* _Required task_:
Change "separate" to "distinct" in the rows below and write them all out again with nothing else altered. Leave the pictures out of what you return.

Start Supplied material

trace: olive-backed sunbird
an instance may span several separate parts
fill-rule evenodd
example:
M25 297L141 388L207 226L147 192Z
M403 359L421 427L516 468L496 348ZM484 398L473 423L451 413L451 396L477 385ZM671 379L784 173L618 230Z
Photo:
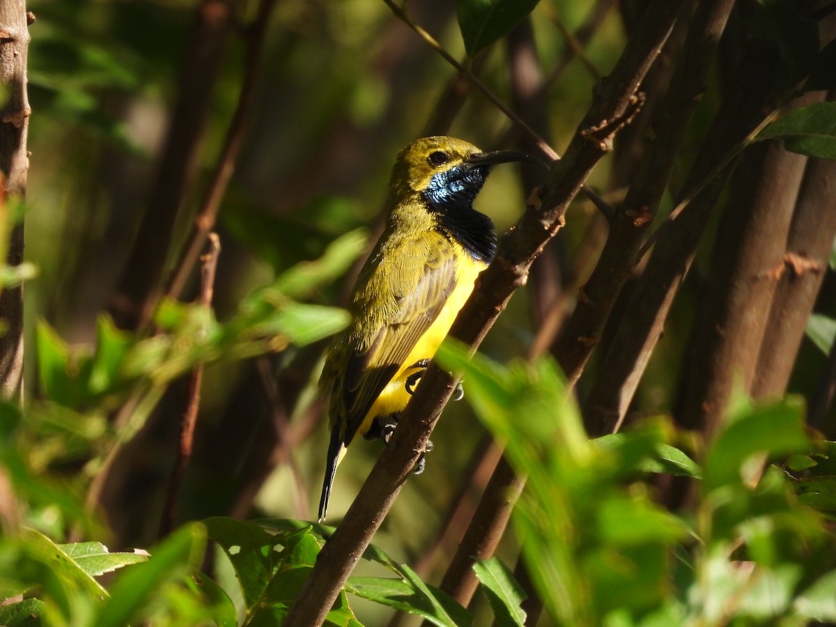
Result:
M347 447L358 435L380 436L385 425L396 423L493 259L493 222L473 201L490 166L518 161L537 160L509 150L482 153L452 137L425 137L398 153L385 230L354 286L351 324L328 351L319 380L330 395L331 427L320 521Z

End Supplied material

* _Solution to the exercise_:
trace: olive-backed sunbird
an instance may span several distinct parts
fill-rule evenodd
example:
M25 297L141 388L207 226L147 192Z
M403 359L421 427L516 468L496 348ZM484 398L473 423L451 413L451 396L477 385ZM671 379L784 173L618 230Z
Photo:
Result:
M347 447L358 435L380 436L385 425L396 423L493 259L493 222L473 201L490 166L518 161L537 160L509 150L482 153L452 137L425 137L398 153L385 230L354 286L351 324L328 351L319 380L330 395L331 427L320 521Z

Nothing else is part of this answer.